▶ [Task brief]: Give the line containing "Reviewer note: make sure each instance of the bird's beak" again, exactly, along with all later lines of the entries, through the last one.

▶ [Recorded data]:
******

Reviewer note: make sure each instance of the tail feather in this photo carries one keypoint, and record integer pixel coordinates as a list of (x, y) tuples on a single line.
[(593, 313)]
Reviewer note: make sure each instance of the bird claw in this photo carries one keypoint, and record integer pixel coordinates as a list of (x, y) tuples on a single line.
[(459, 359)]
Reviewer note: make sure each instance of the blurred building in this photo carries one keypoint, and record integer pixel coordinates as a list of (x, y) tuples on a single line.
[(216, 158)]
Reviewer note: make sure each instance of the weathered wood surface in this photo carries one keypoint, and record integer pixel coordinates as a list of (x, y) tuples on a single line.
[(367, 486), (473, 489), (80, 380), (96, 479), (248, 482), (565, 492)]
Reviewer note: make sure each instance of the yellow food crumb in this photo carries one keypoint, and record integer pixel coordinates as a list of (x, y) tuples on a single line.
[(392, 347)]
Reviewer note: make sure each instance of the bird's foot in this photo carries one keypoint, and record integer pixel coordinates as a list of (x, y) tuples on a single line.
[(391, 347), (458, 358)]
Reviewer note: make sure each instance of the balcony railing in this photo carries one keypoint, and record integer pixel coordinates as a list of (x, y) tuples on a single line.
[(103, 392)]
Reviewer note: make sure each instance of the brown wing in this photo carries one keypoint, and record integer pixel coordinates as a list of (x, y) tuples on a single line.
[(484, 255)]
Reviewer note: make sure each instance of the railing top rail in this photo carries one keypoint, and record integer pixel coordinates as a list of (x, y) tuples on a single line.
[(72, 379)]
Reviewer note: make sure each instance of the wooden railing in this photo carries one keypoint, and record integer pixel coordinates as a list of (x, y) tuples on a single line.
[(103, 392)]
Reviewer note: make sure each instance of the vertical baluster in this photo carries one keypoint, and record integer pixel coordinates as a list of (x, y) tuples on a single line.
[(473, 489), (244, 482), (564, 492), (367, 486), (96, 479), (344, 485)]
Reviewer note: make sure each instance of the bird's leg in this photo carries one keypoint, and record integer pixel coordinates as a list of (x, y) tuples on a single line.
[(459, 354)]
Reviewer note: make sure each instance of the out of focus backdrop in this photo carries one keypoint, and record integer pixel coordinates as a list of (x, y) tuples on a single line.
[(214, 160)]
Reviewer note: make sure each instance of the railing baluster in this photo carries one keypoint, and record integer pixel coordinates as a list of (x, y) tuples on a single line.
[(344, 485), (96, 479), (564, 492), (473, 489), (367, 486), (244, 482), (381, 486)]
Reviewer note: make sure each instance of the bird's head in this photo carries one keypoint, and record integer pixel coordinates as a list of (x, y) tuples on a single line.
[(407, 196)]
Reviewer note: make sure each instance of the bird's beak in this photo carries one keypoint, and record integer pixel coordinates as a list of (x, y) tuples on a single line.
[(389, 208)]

******

▶ [Reply]:
Reviewer note: make sure each instance of the bird's beak in this photo carries one keypoint, and record integer pixel coordinates as a list of (x, y) tuples on a single line.
[(389, 208)]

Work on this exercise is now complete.